Task brief:
Among the lines of the records, find all that carry the word "striped" and copy them.

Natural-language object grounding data
____
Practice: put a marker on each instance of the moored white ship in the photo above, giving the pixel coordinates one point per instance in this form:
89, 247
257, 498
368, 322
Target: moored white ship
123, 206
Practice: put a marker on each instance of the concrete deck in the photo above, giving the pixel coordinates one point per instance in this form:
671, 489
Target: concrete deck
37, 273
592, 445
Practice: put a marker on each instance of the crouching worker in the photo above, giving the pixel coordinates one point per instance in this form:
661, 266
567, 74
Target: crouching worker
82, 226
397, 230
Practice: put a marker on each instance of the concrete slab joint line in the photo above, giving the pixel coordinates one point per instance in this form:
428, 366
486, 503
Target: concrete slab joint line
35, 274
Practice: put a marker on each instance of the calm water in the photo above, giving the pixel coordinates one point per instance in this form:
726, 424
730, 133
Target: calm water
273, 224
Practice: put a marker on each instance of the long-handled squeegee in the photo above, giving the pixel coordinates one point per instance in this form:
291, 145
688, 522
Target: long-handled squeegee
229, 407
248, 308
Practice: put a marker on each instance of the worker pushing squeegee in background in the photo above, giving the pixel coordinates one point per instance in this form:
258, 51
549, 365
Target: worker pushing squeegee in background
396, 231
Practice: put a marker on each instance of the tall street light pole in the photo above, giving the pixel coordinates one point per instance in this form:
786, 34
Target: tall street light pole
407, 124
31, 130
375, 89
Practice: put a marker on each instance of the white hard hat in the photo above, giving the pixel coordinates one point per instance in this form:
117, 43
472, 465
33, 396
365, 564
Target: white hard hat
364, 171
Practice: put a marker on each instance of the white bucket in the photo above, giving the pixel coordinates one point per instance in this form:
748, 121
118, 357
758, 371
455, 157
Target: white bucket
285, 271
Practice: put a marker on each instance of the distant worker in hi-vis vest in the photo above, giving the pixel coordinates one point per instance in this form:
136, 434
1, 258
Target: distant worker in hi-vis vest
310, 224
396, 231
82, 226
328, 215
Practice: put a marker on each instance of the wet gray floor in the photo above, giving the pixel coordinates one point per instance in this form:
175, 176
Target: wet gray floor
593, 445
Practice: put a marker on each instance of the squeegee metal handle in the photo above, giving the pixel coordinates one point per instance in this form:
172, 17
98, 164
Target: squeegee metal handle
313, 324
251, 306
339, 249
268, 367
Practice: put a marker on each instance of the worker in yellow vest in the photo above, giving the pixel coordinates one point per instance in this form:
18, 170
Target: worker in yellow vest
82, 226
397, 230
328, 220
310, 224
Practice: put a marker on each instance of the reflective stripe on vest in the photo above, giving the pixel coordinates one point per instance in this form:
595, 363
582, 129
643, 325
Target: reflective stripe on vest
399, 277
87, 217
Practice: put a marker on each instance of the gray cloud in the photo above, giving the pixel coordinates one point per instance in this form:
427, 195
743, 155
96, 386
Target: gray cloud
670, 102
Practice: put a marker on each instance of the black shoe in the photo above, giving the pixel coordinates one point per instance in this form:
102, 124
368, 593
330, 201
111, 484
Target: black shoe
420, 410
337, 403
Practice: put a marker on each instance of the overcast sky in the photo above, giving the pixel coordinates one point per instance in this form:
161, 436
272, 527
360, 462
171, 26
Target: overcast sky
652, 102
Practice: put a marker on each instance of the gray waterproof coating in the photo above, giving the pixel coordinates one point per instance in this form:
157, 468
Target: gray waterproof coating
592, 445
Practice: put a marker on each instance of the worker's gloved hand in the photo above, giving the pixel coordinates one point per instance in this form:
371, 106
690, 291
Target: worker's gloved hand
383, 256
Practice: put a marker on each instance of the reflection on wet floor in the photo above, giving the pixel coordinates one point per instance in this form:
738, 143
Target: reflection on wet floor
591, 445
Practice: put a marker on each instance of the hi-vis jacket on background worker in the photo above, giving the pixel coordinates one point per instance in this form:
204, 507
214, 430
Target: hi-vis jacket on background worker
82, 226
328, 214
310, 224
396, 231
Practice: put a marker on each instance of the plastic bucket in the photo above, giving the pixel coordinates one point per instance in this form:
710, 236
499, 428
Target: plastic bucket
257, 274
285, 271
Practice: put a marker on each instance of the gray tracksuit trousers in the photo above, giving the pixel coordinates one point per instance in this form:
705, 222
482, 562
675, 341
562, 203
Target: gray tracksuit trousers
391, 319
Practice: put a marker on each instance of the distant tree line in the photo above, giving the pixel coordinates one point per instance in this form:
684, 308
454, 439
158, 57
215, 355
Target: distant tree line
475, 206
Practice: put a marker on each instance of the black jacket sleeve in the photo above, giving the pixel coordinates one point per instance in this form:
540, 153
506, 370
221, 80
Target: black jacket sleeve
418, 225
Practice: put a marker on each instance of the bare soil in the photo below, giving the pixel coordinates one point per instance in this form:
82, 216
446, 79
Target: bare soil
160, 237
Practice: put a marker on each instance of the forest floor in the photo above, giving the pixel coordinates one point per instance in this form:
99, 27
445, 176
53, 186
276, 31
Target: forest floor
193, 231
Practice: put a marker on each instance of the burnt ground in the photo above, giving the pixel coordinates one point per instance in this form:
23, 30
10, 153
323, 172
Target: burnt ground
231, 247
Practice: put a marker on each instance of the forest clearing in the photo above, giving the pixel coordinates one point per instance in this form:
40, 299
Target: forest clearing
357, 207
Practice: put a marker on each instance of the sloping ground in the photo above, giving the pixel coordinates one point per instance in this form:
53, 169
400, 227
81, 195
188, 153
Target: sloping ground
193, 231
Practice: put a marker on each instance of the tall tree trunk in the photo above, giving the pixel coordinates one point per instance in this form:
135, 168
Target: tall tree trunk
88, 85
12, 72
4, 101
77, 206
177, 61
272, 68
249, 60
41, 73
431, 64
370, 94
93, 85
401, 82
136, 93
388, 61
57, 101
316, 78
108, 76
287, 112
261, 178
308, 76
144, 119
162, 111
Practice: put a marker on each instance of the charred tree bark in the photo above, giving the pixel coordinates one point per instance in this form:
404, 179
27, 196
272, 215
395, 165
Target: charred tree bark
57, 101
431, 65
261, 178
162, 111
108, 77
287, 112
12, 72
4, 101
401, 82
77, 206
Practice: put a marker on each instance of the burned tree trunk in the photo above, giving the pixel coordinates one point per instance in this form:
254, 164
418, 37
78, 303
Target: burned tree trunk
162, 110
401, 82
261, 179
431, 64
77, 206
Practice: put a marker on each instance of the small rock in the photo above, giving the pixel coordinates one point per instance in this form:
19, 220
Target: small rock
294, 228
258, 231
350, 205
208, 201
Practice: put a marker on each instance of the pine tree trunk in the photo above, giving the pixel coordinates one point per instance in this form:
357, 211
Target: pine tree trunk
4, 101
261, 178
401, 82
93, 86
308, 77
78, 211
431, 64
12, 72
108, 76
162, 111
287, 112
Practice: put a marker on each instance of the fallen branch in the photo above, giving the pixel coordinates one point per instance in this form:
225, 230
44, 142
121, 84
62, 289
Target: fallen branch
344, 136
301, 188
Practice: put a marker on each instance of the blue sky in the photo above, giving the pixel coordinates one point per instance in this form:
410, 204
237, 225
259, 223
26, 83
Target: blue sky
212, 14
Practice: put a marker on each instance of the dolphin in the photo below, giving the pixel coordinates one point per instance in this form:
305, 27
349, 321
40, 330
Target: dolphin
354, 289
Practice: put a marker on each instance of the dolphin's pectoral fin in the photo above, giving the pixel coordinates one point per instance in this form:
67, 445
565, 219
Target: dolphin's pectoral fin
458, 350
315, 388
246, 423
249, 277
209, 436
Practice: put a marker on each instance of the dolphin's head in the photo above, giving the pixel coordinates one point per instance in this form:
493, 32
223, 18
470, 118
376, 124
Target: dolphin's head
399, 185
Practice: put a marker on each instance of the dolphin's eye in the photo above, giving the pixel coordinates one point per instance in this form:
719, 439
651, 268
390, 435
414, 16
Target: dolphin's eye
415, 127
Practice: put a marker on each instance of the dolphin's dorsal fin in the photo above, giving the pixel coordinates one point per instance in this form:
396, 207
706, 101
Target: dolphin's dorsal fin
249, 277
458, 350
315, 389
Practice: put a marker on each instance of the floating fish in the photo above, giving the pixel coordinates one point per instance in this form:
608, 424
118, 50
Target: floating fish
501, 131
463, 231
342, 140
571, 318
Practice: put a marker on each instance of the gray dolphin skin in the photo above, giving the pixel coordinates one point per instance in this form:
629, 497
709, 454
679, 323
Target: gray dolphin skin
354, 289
____
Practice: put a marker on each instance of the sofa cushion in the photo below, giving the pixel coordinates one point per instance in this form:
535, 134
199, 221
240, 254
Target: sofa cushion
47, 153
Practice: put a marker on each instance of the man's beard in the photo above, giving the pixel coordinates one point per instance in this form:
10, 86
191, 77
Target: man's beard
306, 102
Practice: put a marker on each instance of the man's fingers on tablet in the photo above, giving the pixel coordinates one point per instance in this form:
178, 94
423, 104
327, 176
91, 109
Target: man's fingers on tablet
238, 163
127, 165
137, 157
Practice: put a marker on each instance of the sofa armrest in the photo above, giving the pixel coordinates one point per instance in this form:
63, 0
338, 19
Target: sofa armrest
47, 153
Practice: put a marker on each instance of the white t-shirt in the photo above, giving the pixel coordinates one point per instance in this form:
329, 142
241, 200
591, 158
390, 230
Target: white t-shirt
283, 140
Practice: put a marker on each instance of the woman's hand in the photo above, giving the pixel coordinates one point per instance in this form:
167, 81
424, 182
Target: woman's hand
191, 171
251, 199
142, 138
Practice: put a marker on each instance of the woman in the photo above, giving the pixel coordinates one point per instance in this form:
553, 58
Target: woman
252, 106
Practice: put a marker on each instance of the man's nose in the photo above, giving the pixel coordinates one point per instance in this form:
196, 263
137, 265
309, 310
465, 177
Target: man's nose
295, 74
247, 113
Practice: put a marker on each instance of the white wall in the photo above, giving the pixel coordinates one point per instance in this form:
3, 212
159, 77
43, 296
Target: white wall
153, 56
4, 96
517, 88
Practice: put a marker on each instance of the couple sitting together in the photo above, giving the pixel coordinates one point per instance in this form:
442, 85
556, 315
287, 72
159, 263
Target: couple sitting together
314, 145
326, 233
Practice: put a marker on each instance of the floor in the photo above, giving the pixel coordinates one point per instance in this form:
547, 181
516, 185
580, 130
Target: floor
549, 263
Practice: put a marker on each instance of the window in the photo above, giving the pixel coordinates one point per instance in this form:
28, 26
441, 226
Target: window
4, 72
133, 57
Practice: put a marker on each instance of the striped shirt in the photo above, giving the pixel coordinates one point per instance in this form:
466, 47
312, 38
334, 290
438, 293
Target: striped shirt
____
Completed task:
Practice: put a marker on each instance of the striped shirt in the photo above, giving the pixel coordinates one point per instance in this form:
Target: striped shirt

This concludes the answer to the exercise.